Barbara O'Neill, Ph.D., CFP®
Extension Specialist in Financial Resource Management
Rutgers Cooperative Extension
Best wishes for a happy holiday season and a healthy and prosperous new year. As December rolls around, many people begin to mentally take stock of where they stand and think about changes they'd like to make to improve their life (e.g., weight loss, reduced debt, and increased savings). Media outlets help foster their resolve with lists of recommended actions and stories about successful behavior changers. For example, People magazine runs a feature early each year called "Half Their Size" which describes how various people lost half their body weight. All of the subjects who are profiled are inspirational role models for readers.
Fear of making a change, including not knowing where to get started, holds many people back. One way to overcome this natural tendency, with respect to changes to improve health habits and personal finances, is to select 3 to 5 of 25 possible Small Steps to Health and Wealth (SSHW) behavior change strategies. It helps to select several behavior change strategies that are interrelated. For example, someone might decide to defy someone as a result of a teachable moment by kicking a healthy behavior up a notch (e.g., walking 10,000 steps per day instead of 6,000 steps).
The remainder of this article describes specific small steps that I took to improve my health and parallel financial improvement strategies. Perhaps this story can inspire you. I decided to "live the SSHW book" to lose some weight and ultimately experienced success. Despite a three hour a day round trip commute to work and a sedentary job, I lost 30 pounds (150 lbs down to 120 lbs, 2 lbs lower than Ali's final weight on The Biggest Loser), or 20% of myself, over the course of 10 months. It took time and motivation but, in the end, the results were worth it. All of my inspiration and action steps came from Small Steps to Health and Wealth.

- **Provided material**:
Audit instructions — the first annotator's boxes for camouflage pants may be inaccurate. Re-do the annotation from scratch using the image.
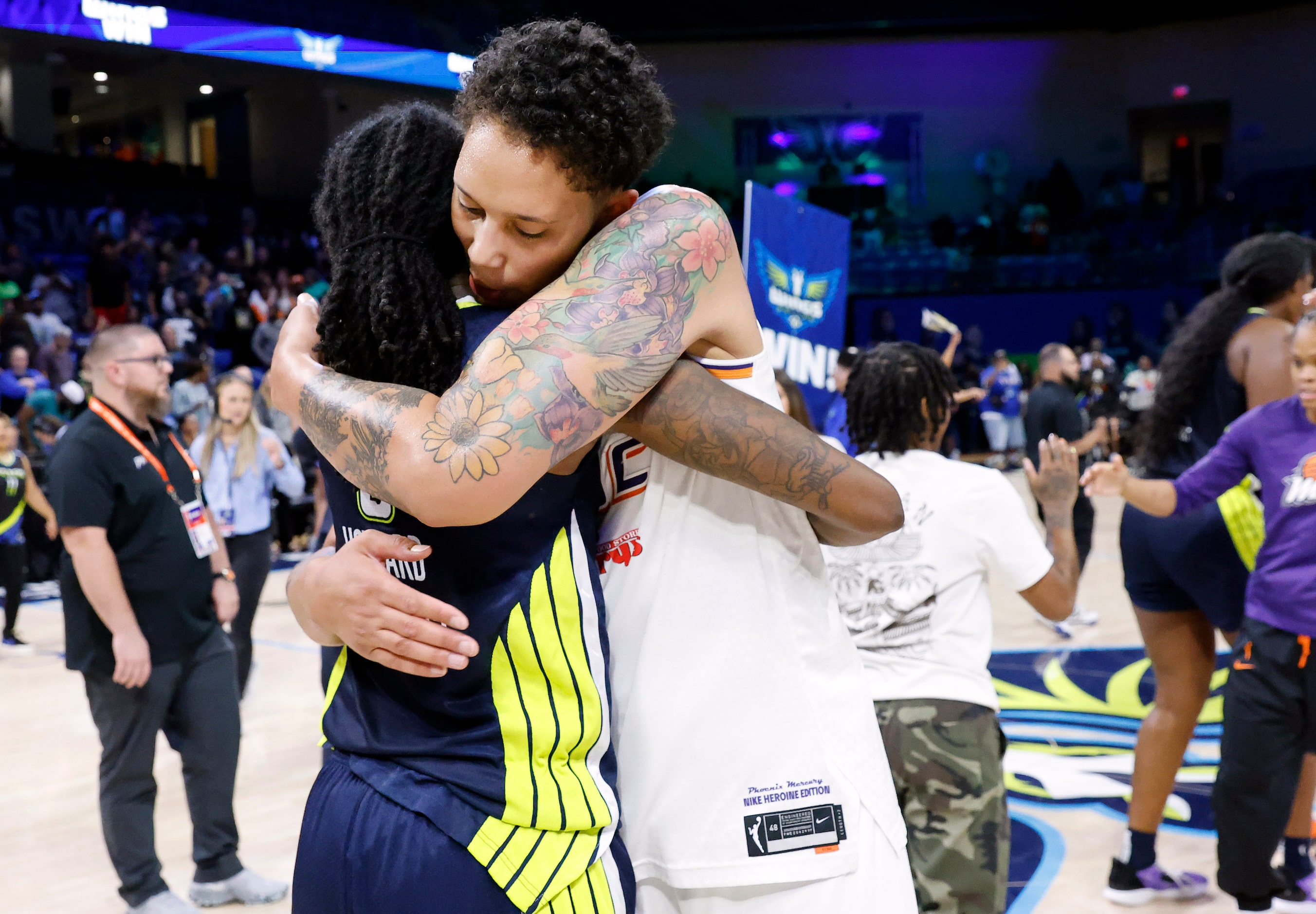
[874,698,1009,914]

- **What to do**:
(a) In the article on Small Steps to Health and Wealth, how much weight did the author lose, and over what period?
(b) Extend the article on Small Steps to Health and Wealth, starting right after its final sentence.

- **Answers for the tasks**:
(a) 30 pounds (from 150 to 120 lbs) over 10 months.

(b)
As is the case for many people, my behavior change began with a teachable moment (SSHW Strategy #18), specifically a high cholesterol reading. I then negotiated with my doctor to try to avoid taking cholesterol drugs through diet and exercise and set out to defy him (SSHW Strategy #5). My body mass index (BMI) indicated that I was overweight and I vowed to get it below the recommended benchmark of 25 (SSHW Strategy #13). From there, an action plan was needed. To step down to change (SSHW Strategy #20), I switched from 2% milk to skim, substituted apple sauce for cooking oil, started eating carrots, instead of cookies, for a mid-morning snack, and switched to fat-free muffins and Cheerios for breakfast.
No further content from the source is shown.